課題
以下のエントリをすべて、一字一句変えずに引用してください。画像は回答に含めないでください。

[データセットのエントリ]
"""

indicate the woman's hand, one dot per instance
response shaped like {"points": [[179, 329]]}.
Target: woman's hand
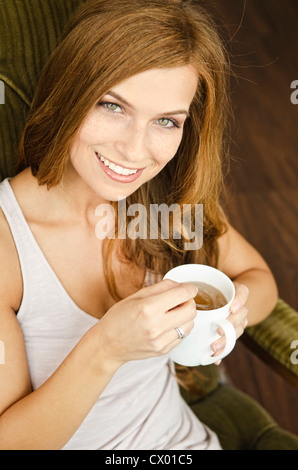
{"points": [[144, 324], [238, 317]]}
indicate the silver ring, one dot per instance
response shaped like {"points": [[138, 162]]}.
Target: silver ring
{"points": [[180, 332]]}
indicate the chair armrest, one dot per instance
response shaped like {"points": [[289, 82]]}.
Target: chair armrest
{"points": [[275, 341]]}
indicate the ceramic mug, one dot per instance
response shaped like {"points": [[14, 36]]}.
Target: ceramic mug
{"points": [[195, 349]]}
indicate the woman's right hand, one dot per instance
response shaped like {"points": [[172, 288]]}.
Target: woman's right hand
{"points": [[144, 324]]}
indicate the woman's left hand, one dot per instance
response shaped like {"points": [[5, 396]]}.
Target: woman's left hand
{"points": [[238, 317]]}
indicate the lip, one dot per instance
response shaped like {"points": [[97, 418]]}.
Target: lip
{"points": [[114, 176]]}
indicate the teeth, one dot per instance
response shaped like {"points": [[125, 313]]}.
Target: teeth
{"points": [[117, 168]]}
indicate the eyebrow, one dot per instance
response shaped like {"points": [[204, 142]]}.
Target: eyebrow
{"points": [[126, 103]]}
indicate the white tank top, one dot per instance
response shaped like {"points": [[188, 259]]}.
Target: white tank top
{"points": [[141, 408]]}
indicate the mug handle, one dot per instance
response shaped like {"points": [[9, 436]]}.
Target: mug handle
{"points": [[230, 334]]}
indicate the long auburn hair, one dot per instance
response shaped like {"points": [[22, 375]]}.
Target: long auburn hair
{"points": [[104, 43]]}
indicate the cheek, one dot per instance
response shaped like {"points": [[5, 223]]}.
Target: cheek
{"points": [[167, 148]]}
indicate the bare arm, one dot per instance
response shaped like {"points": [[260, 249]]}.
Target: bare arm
{"points": [[245, 266], [140, 326]]}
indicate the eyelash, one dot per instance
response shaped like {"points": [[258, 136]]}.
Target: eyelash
{"points": [[106, 103]]}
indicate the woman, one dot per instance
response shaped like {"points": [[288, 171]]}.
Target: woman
{"points": [[131, 105]]}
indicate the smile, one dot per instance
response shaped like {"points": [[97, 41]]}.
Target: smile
{"points": [[120, 170], [117, 172]]}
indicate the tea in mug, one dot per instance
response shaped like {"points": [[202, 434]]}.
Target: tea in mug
{"points": [[208, 297]]}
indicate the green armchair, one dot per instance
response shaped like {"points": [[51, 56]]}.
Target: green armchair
{"points": [[29, 31]]}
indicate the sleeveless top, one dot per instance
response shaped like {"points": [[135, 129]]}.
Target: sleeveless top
{"points": [[141, 408]]}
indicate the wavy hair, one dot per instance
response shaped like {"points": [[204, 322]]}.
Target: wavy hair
{"points": [[104, 43]]}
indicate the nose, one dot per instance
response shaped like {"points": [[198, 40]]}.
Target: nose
{"points": [[133, 144]]}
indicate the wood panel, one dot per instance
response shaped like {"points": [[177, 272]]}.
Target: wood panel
{"points": [[262, 186]]}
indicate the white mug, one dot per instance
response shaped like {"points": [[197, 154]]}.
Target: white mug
{"points": [[195, 349]]}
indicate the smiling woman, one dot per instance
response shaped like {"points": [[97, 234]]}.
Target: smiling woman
{"points": [[133, 137], [130, 107]]}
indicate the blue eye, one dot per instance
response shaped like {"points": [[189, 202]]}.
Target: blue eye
{"points": [[110, 106], [167, 123]]}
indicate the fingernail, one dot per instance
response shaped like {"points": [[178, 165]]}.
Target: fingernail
{"points": [[235, 306]]}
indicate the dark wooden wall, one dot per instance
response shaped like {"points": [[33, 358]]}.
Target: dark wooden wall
{"points": [[263, 181]]}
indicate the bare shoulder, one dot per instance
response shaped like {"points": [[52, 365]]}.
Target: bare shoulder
{"points": [[236, 254], [11, 285]]}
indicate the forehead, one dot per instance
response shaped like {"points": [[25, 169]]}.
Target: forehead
{"points": [[165, 89]]}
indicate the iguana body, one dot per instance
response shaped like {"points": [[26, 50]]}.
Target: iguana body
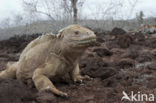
{"points": [[50, 56]]}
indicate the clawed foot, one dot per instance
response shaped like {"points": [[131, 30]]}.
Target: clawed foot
{"points": [[58, 93], [80, 79]]}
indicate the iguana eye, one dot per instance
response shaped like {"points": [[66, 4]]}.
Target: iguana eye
{"points": [[76, 32]]}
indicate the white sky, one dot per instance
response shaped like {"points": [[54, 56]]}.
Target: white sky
{"points": [[9, 8]]}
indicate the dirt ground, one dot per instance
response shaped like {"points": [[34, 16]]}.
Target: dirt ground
{"points": [[118, 62]]}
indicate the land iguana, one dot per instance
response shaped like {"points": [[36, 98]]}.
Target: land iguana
{"points": [[51, 56]]}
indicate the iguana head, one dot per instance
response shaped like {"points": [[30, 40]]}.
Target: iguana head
{"points": [[77, 36]]}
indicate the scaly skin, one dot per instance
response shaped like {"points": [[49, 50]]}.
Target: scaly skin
{"points": [[51, 57]]}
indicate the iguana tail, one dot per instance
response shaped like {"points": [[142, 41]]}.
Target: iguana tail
{"points": [[10, 71]]}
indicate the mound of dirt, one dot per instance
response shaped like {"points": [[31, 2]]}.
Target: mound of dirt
{"points": [[126, 63], [117, 31]]}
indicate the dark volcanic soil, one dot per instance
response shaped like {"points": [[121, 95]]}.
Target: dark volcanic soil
{"points": [[124, 63]]}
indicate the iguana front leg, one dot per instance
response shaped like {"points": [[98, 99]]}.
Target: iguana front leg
{"points": [[76, 77], [42, 82]]}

"""

正解
indicate the woman's hand, one dot per instance
response shaped like {"points": [[179, 329]]}.
Target: woman's hand
{"points": [[144, 324], [238, 317]]}
indicate the silver ring, one dot per instance
response shaped like {"points": [[138, 162]]}.
Target: silver ring
{"points": [[180, 332]]}
indicate the chair armrest, one dot per instance
response shaped like {"points": [[289, 82]]}.
Target: chair armrest
{"points": [[275, 341]]}
indicate the ceramic mug, one dot per instance
response shaped like {"points": [[14, 36]]}.
Target: ceramic mug
{"points": [[195, 349]]}
indicate the woman's right hand, one dot per instance
response shaped like {"points": [[172, 288]]}.
Target: woman's right hand
{"points": [[144, 324]]}
indicate the woman's left hand, one dot per instance
response shaped like {"points": [[5, 396]]}.
Target: woman's left hand
{"points": [[238, 317]]}
indicate the lip, one dot per instance
response shaped like {"points": [[97, 418]]}.
Target: lip
{"points": [[114, 176]]}
indicate the teeth, one dot per instance
response shaped like {"points": [[125, 313]]}.
Target: teeth
{"points": [[117, 168]]}
indicate the eyebrow, one dot per instance
response shaped like {"points": [[204, 142]]}.
Target: eyebrow
{"points": [[126, 103]]}
indicate the white tank top, one dot per instance
response shaped like {"points": [[188, 259]]}.
Target: white tank top
{"points": [[141, 408]]}
indicate the mug handle, one dot per instance
response shaped like {"points": [[9, 436]]}.
Target: mug handle
{"points": [[230, 334]]}
indicate the long auburn hair, one dot per instance
response shaped like {"points": [[22, 375]]}.
Target: long auburn hair
{"points": [[104, 43]]}
indicate the cheek, one dot per instance
response shaped like {"points": [[5, 223]]}.
Target: cheek
{"points": [[167, 148]]}
indicate the bare arm, one dot per instance
response shaped like {"points": [[260, 249]]}.
Target: bare arm
{"points": [[245, 266], [140, 326]]}
indicate the eyelash, one dot per instance
response shaped like {"points": [[258, 136]]}.
Target: eyelash
{"points": [[106, 103]]}
indicate the woman, one dot per instance
response shaped like {"points": [[288, 171]]}.
Target: woman
{"points": [[131, 105]]}
indicate the smile, one dot per instance
response shaped like {"points": [[97, 41]]}.
Target: smile
{"points": [[120, 170], [117, 172]]}
indicate the tea in mug, one dot per instance
response shaped like {"points": [[202, 434]]}.
Target: tea in mug
{"points": [[208, 297]]}
indicate the green armchair, one dot per instance
response shaped like {"points": [[51, 56]]}.
Target: green armchair
{"points": [[29, 31]]}
indicate the sleeveless top, one dot per instance
response shaped like {"points": [[135, 129]]}.
Target: sleeveless top
{"points": [[141, 408]]}
indicate the wavy hair, one dot per instance
response shaped like {"points": [[204, 322]]}.
Target: wavy hair
{"points": [[104, 43]]}
indicate the nose, one dot per instance
response shaped like {"points": [[198, 40]]}.
Target: nose
{"points": [[133, 144]]}
indicate the wood panel, one dot per instance
response shaped like {"points": [[177, 272]]}.
Target: wood panel
{"points": [[262, 186]]}
indicate the white mug, one dot per instance
response shaped like {"points": [[197, 154]]}.
Target: white mug
{"points": [[195, 349]]}
indicate the smiling woman, one dot per instance
response shaped like {"points": [[97, 234]]}.
Target: smiling woman
{"points": [[133, 137], [130, 107]]}
indicate the blue eye, one dot per instance
response shaped like {"points": [[189, 202]]}.
Target: blue eye
{"points": [[110, 106], [167, 123]]}
indicate the fingernail, one dot per instance
response shaped like {"points": [[178, 165]]}.
Target: fingernail
{"points": [[235, 306]]}
indicate the dark wooden wall, one dot per instance
response shaped like {"points": [[33, 358]]}.
Target: dark wooden wall
{"points": [[263, 181]]}
indicate the bare shoulder, one dot per instance
response shaped like {"points": [[52, 365]]}.
Target: bare shoulder
{"points": [[236, 254], [11, 285]]}
indicate the forehead, one dot per instance
response shaped like {"points": [[25, 169]]}.
Target: forehead
{"points": [[165, 89]]}
indicate the iguana body, one dot per instance
response shaped like {"points": [[26, 50]]}.
Target: iguana body
{"points": [[50, 56]]}
indicate the clawed foot, one dot per instance
response shaped like {"points": [[131, 30]]}.
Target: clawed foot
{"points": [[58, 93], [80, 79]]}
indicate the iguana eye, one dot per instance
response shaped like {"points": [[66, 4]]}.
Target: iguana eye
{"points": [[76, 32]]}
indicate the white sky, one dot per instance
response shaped like {"points": [[54, 56]]}.
Target: white sky
{"points": [[9, 8]]}
indicate the dirt ground, one dot per instance
response shaped like {"points": [[34, 16]]}.
Target: dirt ground
{"points": [[118, 62]]}
indicate the land iguana, one dot per instance
response shaped like {"points": [[36, 98]]}.
Target: land iguana
{"points": [[51, 56]]}
indicate the iguana head, one dot per instance
response shaped like {"points": [[30, 40]]}.
Target: iguana head
{"points": [[77, 36]]}
indicate the scaly skin, one dot per instance
response shaped like {"points": [[49, 50]]}.
Target: scaly skin
{"points": [[51, 57]]}
indicate the iguana tail, one dot per instance
response shaped like {"points": [[142, 41]]}.
Target: iguana tail
{"points": [[10, 71]]}
indicate the mound of dirt, one dot per instance
response shaped like {"points": [[31, 2]]}.
Target: mound of dirt
{"points": [[126, 63], [117, 31]]}
indicate the dark volcanic soil, one dot per instance
response shaped like {"points": [[121, 95]]}.
Target: dark volcanic soil
{"points": [[124, 63]]}
indicate the iguana front leg, one dot per instance
response shaped like {"points": [[98, 99]]}.
Target: iguana front leg
{"points": [[76, 77], [42, 82]]}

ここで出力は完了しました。